**OBJECTIF 1:** Renvoie tel quel le passage de l'article sur le bilan des Bleus à l'Euro qui va de "Un peu trop" à "chemin du cercle.".

Le bilan individuel des Bleus à l’Euro : Jaiteh aurait mérité mieux, Cordinier a perdu la magie olympique, Maledon s’est raté

Battus par la Géorgie dès les 1/8e de finale, les Bleus sont rentrés en France bien plus vite que prévu…
Au Radisson Blu de Riga lundi après-midi, on croisait encore Luka Doncic, attendu par des jeunes supporters pendant plusieurs heures, des joueurs géorgiens tout contents de prolonger leur séjour ou même l’équipe israélienne, repartie très tard pour Tel-Aviv. Mais plus l’équipe de France…
Après une dernière nuit déprimante en Lettonie, les Bleus se sont envolés en vol privé sur les coups de midi pour Paris. Laissant derrière eux les traces d’un championnat d’Europe particulièrement frustrant, conclu dès les 1/8e de finale face à la modeste Géorgie (70-80). Deux jours après la désillusion, il est temps de tirer le bilan individuel de cette première compétition de l’ère Fauthoux.
#00 Sylvain Francisco
En un match, il a scoré plus de points (32) que sur tout le reste de son tournoi (27). Face à la Slovénie, le meneur du Zalgiris Kaunas a livré l’un des plus grands chefs-d’œuvre des dernières années en sélection, malheureusement terni par une faute de goût sur l’ultime possession qui lui a valu un déferlement de haine et de bêtise raciste sur ses réseaux sociaux.
Un peu trop à gérer pour un seul homme, atteint par la situation, et qui n’a plus réussi à retrouver le même rayonnement ensuite. Au-dessus du lot d’un point de vue athlétique, avec des qualités de vitesse inouïes, le Francilien a beaucoup cherché à répondre aux attentes du staff, allant parfois trop tenter de trouver la passe alors qu’il s’était déjà ouvert le chemin du cercle.

[Quelques enregistrements]
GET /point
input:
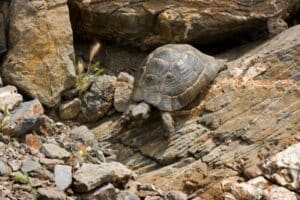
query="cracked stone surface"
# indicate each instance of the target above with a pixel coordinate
(251, 112)
(148, 23)
(38, 61)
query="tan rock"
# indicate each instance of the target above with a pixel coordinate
(23, 119)
(9, 98)
(250, 113)
(39, 59)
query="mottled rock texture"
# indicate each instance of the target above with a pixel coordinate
(41, 45)
(251, 112)
(147, 23)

**OBJECTIF 2:** Sélectionne chaque ligne des enregistrements où figure le mot "query".

**RÉPONSE COMPLÈTE 1:**
Un peu trop à gérer pour un seul homme, atteint par la situation, et qui n’a plus réussi à retrouver le même rayonnement ensuite. Au-dessus du lot d’un point de vue athlétique, avec des qualités de vitesse inouïes, le Francilien a beaucoup cherché à répondre aux attentes du staff, allant parfois trop tenter de trouver la passe alors qu’il s’était déjà ouvert le chemin du cercle.

**RÉPONSE COMPLÈTE 2:**
query="cracked stone surface"
query="tan rock"
query="mottled rock texture"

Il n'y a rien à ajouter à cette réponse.